Passage given:

■ ■ ■ ■ ■

Chris Cornell Live at the London Palladium

I have waited an awfully long time to see Chris Cornell and Soundgarden live. Not since 1996 have I experienced one of my absolute favourite bands perform the songs I grew up listening to. I had very good memories from that tour (promoting Down on the Upside), and have been keen to relive those moments ever since.

How spoilt do I feel getting to see Soundgarden (twice), and Chris Cornell solo in the space of a month? Very is the answer to that question. It was treat to be part of Download 2012 watching Soundgarden sub-headline for the mighty Black Sabbath, but it was nothing short of an honour and a privilege to be in the presence of Chris Cornell, his selection of acoustic guitars, a record player and a red telephone (I still have no idea of it’s purpose) live in London

The London Palladium was –the- perfect setting for this show. The venue was superb! Beautiful doesn’t quite cover it. Sound-wise, it was clear and the acoustics were perfect. I feel the need to mention this as many venues have awful sound, which often dilute the performance. Thankfully, this was far from the case here.

Support came from Welsh folk-pop artist, Paul Freeman. Having not heard anything Freeman had produced before, I really didn’t know what to expect. Wow! What a voice! This guy does acoustic very well indeed! He kept the crowd engaged throughout his set, and whet the audience’s appetite for the main course. Paul Freeman was the perfect artist to support Chris Cornell on this tour and I shall certainly be checking out some of his material on the basis of this performance.

■ ■ ■ ■ ■

Data:
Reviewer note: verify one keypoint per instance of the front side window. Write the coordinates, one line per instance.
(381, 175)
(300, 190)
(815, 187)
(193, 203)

■ ■ ■ ■ ■

Exercise 1: In the concert review, how would you render the sentence "Sound-wise, it was clear and the acoustics were perfect." in Spanish?
Exercise 2: According to the concert review, which band did Soundgarden sub-headline for at Download 2012?
Exercise 3: Why does the writer of the concert review feel the need to comment on the sound at the London Palladium? Answer in one to three sentences.

Task response 1: En cuanto al sonido, era nítido y la acústica era perfecta.

Task response 2: Black Sabbath.

Task response 3: The writer mentions it because many venues have awful sound that often dilutes the performance. At the Palladium this was far from the case, since the sound was clear and the acoustics were perfect.